===== Dataset excerpts =====
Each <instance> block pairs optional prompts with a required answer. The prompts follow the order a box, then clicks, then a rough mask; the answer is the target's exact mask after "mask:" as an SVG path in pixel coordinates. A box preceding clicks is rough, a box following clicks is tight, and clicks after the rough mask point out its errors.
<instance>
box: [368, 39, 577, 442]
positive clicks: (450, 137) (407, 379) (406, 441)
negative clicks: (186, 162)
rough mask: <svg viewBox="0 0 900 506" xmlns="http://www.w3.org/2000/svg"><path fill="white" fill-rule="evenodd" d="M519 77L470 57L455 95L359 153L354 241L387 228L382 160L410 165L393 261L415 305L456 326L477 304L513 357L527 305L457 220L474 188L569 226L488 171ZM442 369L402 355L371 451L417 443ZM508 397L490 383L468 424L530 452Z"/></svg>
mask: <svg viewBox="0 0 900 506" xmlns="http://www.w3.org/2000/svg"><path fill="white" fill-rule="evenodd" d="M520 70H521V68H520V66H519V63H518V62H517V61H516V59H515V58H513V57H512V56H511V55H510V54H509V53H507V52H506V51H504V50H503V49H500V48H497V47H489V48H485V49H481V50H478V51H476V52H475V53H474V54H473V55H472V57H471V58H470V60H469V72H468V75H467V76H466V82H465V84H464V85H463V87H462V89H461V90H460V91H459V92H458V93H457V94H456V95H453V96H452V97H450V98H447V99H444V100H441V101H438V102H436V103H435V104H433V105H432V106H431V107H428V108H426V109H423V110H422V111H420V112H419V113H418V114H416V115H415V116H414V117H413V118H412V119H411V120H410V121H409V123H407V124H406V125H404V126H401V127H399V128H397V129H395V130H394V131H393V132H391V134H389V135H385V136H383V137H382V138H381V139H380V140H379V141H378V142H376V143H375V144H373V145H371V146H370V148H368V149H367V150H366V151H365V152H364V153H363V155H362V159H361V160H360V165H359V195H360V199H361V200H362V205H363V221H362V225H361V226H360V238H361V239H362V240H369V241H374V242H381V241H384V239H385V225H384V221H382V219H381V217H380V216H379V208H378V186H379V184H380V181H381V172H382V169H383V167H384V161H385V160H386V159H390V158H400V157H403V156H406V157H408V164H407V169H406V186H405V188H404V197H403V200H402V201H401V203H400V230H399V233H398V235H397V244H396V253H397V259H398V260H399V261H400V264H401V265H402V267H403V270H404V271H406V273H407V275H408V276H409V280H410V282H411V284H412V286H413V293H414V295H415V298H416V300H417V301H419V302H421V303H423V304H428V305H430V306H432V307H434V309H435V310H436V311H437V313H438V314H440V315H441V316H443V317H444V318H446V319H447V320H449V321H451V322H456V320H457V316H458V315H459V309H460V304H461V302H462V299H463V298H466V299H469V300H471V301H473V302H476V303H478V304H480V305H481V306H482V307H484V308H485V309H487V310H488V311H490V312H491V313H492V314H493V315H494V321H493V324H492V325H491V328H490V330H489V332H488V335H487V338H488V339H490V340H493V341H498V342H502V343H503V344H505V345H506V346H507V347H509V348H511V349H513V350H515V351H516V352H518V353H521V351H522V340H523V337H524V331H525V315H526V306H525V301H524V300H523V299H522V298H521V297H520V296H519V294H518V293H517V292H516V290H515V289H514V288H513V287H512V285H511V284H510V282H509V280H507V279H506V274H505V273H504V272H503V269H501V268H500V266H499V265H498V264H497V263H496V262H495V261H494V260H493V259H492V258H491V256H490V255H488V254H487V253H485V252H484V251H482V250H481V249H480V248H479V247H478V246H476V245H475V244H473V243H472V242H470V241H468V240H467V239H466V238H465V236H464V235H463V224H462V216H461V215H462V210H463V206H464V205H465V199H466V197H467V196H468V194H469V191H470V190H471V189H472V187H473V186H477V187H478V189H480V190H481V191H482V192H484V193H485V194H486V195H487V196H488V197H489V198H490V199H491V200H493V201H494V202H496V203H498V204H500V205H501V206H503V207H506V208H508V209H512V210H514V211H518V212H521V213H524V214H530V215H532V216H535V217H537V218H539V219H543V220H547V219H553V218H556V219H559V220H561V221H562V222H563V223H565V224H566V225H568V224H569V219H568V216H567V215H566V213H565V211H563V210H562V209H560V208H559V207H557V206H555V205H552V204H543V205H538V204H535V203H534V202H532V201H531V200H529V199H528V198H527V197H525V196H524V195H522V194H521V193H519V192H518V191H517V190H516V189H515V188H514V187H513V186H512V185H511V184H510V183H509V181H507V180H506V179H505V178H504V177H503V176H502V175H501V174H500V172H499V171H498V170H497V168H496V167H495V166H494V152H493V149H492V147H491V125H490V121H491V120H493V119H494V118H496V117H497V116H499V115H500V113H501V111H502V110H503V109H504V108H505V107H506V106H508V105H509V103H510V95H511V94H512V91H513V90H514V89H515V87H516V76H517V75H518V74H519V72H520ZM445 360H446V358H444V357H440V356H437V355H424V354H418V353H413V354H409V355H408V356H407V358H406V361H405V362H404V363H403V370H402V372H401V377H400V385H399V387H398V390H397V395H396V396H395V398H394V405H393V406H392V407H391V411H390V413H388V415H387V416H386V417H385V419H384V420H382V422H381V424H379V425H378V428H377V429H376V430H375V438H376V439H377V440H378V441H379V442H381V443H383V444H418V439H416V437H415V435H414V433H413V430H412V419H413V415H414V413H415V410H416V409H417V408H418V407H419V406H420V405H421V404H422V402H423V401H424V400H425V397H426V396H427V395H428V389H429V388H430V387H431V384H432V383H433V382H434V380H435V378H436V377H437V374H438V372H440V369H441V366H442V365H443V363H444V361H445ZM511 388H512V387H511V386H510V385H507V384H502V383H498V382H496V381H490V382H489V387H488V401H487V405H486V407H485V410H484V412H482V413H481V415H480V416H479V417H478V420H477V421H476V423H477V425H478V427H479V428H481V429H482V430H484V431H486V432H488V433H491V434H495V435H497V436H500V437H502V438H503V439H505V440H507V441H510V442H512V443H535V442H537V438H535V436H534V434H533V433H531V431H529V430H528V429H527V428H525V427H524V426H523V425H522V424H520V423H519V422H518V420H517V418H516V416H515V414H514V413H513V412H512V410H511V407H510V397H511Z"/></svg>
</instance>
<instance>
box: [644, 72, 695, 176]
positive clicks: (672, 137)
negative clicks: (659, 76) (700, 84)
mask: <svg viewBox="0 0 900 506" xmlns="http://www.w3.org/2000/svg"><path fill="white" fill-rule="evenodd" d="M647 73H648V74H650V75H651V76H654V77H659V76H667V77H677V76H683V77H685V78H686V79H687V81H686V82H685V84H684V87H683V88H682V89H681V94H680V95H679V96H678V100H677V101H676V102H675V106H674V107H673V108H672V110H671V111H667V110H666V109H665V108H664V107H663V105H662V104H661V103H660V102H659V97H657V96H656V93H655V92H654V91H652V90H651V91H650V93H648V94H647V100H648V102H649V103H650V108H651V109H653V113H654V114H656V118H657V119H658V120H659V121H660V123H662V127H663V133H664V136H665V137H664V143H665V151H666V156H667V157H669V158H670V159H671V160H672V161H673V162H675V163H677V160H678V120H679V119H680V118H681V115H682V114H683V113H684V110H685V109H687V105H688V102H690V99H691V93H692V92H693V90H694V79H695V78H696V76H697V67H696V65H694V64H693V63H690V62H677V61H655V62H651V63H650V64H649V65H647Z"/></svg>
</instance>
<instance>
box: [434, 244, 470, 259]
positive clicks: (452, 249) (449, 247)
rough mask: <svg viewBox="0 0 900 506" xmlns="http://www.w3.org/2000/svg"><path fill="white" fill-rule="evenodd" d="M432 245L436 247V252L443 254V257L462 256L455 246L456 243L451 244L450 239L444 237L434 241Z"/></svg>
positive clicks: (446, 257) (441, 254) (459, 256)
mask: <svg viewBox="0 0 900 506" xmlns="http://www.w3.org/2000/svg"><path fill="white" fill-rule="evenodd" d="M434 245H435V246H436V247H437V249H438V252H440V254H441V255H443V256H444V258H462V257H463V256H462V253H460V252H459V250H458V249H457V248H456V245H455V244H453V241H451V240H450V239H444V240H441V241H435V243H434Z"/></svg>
=====
*Instructions for the task:* In the entries above, find the line holding "negative clicks: (659, 76) (700, 84)" and the line holding "245L436 247V252L443 254V257L462"; print both of them and every line between, exactly, and nothing else.

*Answer for this exercise:*
negative clicks: (659, 76) (700, 84)
mask: <svg viewBox="0 0 900 506" xmlns="http://www.w3.org/2000/svg"><path fill="white" fill-rule="evenodd" d="M647 73H648V74H650V75H651V76H654V77H659V76H667V77H677V76H683V77H685V78H686V79H687V81H686V82H685V84H684V87H683V88H682V89H681V94H680V95H679V96H678V100H677V101H676V102H675V106H674V107H673V108H672V110H671V111H667V110H666V109H665V108H664V107H663V105H662V104H661V103H660V102H659V97H657V96H656V93H655V92H654V91H652V90H651V91H650V93H648V94H647V100H648V102H649V103H650V108H651V109H653V113H654V114H656V118H657V119H658V120H659V121H660V123H662V127H663V133H664V136H665V137H664V143H665V151H666V156H667V157H669V158H670V159H671V160H672V161H673V162H675V163H677V160H678V120H679V119H680V118H681V115H682V114H683V113H684V110H685V109H687V105H688V102H690V99H691V93H692V92H693V90H694V79H695V78H696V76H697V67H696V65H694V64H693V63H690V62H677V61H655V62H651V63H650V64H649V65H647Z"/></svg>
</instance>
<instance>
box: [434, 244, 470, 259]
positive clicks: (452, 249) (449, 247)
rough mask: <svg viewBox="0 0 900 506" xmlns="http://www.w3.org/2000/svg"><path fill="white" fill-rule="evenodd" d="M432 245L436 247V252L443 254V257L462 256L455 246L456 243L451 244L450 239L444 237L434 241Z"/></svg>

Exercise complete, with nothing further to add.